» Text extract
What a cheap and predictable post from a liberal litblogger. No book review of course from the litblogger in question, just farming out his content to one of his loyal liberal minions. One named after an olive, no less.

Like many liberals, Mark Sarvas no doubt denied his independent contractor that pivotal pimento. Olive Man pleaded and pleaded at Sarvas' feet for the pimento-based olive. But did Sarvas give it to him? No.

The liberals speak of books, compassion and the humanities. But if they are cruel enough to deny a regular contributor a pimento, then so much for their common welfare for all, eh?

Heather

Hello!
I'm almost done reading this book and I can't put it down. It's got to be one of my favorites for this year:)

Pam

Willie: What a sad position you have in life. I would rather suffer the life of Snow Flower with a postive outlook than be in your world.

I think the book was amazing and feel enriched just by reading it.

jeff gidlow

Snowflower is a beautiful book and will remain with me forever

Sandra Rieser

One of the worst books I have ever read. It was an assignment of a book club I am joining or I would never have finished it. The one interesting aspect that is evoked is the clear message that men were not the oppressors at all, as stated repeatedly, all evil did spring from the women themselves. There is no feminine compassion or real love for their husbands, children or each other. Further, they could have stopped the cruelty at any time and chose, the operative word, to continue to inflict horrors upon themselves and their daughters.

» Supplied information
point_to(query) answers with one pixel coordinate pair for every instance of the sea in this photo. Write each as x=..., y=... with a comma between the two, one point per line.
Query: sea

» Brief 1
Please output the passage of the Snow Flower comment thread from "The liberals speak" to "for all, eh?" word for word.
» Brief 2
Go on with the Snow Flower comment thread from the point where it stops.

» Result 1
The liberals speak of books, compassion and the humanities. But if they are cruel enough to deny a regular contributor a pimento, then so much for their common welfare for all, eh?

» Result 2
Monika

What an amazing book. It will remain in my collection for the rest of my life.

HOMMEY

I loved this book, it thought me about the chinese culture in t 19th centuary and the way the book was told is very beautiful!!!!!!!!!!!

ava

i love this book

Isabel Gladwin

I too read this book only b/c of the book club I recently joined. The most interesting part of it was learning about 19th century Chinese customs, and I do respect teh author's research into the culture; but I did not find the language particulary beautiful; the characters were poorly drawn - there is surface information there only - and the storyline was weak. I feel that the writing was meant to yank on the heartstrings, but found the book not engaging at all.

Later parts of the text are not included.